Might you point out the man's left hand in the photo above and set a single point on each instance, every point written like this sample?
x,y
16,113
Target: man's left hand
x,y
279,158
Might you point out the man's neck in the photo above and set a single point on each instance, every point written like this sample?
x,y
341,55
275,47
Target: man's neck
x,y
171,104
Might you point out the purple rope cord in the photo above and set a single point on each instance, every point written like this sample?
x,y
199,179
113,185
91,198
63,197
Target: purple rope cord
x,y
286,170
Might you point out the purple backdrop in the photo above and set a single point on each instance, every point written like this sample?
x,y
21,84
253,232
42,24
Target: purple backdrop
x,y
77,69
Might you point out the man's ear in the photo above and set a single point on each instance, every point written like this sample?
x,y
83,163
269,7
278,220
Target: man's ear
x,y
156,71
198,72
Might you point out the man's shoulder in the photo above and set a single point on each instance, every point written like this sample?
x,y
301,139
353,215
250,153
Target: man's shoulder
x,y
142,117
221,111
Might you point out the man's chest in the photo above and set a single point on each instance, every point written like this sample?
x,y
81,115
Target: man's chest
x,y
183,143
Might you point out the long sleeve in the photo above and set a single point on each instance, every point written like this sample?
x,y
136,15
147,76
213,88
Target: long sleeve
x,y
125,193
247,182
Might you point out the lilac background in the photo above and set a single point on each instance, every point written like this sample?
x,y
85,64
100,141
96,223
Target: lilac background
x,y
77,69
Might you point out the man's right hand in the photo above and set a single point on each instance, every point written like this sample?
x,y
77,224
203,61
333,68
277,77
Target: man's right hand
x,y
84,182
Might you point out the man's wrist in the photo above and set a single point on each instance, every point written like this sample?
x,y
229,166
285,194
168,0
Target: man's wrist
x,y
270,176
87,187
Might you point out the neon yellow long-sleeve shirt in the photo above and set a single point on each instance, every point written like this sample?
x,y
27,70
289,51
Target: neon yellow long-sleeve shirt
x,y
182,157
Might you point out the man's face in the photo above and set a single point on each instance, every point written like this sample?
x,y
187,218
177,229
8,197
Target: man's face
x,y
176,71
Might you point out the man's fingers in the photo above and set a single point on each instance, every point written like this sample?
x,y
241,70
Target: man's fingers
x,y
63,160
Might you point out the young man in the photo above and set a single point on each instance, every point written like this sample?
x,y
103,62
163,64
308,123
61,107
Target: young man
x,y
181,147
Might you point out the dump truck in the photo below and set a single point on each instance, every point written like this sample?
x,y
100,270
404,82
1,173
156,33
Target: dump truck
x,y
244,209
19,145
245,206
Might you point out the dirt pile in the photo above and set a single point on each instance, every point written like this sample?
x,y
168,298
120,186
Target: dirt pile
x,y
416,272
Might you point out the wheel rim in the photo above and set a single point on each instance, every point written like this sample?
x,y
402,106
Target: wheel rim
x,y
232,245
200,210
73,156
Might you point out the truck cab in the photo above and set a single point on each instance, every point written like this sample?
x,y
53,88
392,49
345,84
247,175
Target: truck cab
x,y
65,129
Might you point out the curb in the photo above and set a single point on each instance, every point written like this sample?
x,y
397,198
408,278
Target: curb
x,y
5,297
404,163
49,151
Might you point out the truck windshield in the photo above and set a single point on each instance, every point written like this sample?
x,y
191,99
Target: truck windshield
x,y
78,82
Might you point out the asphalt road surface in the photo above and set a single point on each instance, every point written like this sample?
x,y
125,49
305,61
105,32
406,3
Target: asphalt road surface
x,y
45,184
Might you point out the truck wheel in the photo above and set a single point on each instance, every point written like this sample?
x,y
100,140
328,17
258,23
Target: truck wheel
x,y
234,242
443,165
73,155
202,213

● ● ● ● ● ● ●

## [Job]
Reproduce every line of the data above verbatim, without changing anything.

## [Answer]
Might you point out the man's left hand in the photo above and set a single point on each instance, every point written like this sample?
x,y
16,113
Target: man's left hand
x,y
279,158
Might you point out the man's neck in the photo above and set a single point on each instance, every point written like this sample?
x,y
341,55
275,47
Target: man's neck
x,y
171,104
Might you point out the purple rope cord in the photo above and set a single point on each instance, every point written like this sample?
x,y
199,179
113,185
91,198
63,197
Target: purple rope cord
x,y
286,170
Might you point out the purple backdrop in the photo above and set a single point on each instance, every point written like this sample?
x,y
21,84
253,232
42,24
Target: purple backdrop
x,y
77,69
Might you point out the man's ear in the photo above and set a single point on each instance, every point written like this sample?
x,y
83,163
269,7
278,220
Target: man's ear
x,y
156,71
198,72
Might you point out the man's shoulder in the photo above and set a single point on each instance, every point written like this sample?
x,y
301,139
353,215
250,153
Target: man's shoulder
x,y
142,117
221,111
Might you point out the man's chest in the photo above and set a single point on each instance, every point written like this sample?
x,y
81,115
Target: man's chest
x,y
183,143
Might you point out the long sleeve in the photo above and set a single point on each instance, every point written like this sample?
x,y
136,15
147,76
213,88
Target: long sleeve
x,y
125,193
247,182
Might you point out the lilac background in the photo above and set a single point on each instance, every point written like this sample?
x,y
85,64
100,141
96,223
Target: lilac background
x,y
77,69
Might you point out the man's right hand in the photo above and set a single point on each instance, every point written like this sample?
x,y
77,224
203,61
333,68
277,77
Target: man's right hand
x,y
84,182
Might you point out the man's wrist in the photo above and set a single point on each instance, every point written like this sample?
x,y
229,166
285,194
168,0
Target: man's wrist
x,y
270,176
87,187
Might you point out the neon yellow long-sleeve shirt in the photo above and set a single point on each instance, every point written like this sample?
x,y
27,70
289,51
Target: neon yellow long-sleeve shirt
x,y
182,157
Might you point out the man's face in the photo above and set a single point on each instance, every point written like this sample?
x,y
187,218
177,229
8,197
Target: man's face
x,y
176,71
Might you point out the man's fingers in the photo above and set a single point on each instance, every point written like this sample?
x,y
241,70
Target: man's fingers
x,y
63,160
Might you point out the young man in the photo above and set a single point on each instance, every point written like this sample?
x,y
103,62
163,64
308,123
61,107
Target: young man
x,y
181,147
Might you point out the dump truck in the photo below and set a single point on each instance, every point written like this sample?
x,y
100,270
404,82
1,173
156,33
Target: dump truck
x,y
244,209
19,145
245,206
Might you point out the dirt pile in the photo above and set a single point on each instance, every point written like this sample?
x,y
168,298
120,186
Target: dirt pile
x,y
416,272
Might you point out the wheel rim in the photo above and set a single point on each instance, every point written like this sample?
x,y
402,106
Target: wheel rim
x,y
232,245
200,210
73,156
Might you point out the truck cab in the photo above and set a single point on each instance, every point written like this sample?
x,y
53,88
392,49
345,84
247,175
Target: truck cab
x,y
65,129
Might you point out the curb in the photo above and set a single point on each instance, every point written like this sample?
x,y
397,198
408,278
Target: curb
x,y
5,297
404,163
49,151
Might you point out the truck windshield in the photo above and set a single point on each instance, every point written like this sample?
x,y
191,99
Target: truck windshield
x,y
78,82
Might you point out the asphalt road surface in the photo above and set a single point on each instance, every point written like this sample?
x,y
125,49
305,61
105,32
406,3
Target: asphalt road surface
x,y
45,184
Might you point out the truck wheel in the photo above and set a single point on each instance, every point written like this sample?
x,y
100,140
328,17
258,23
Target: truck wheel
x,y
234,242
443,165
73,155
202,213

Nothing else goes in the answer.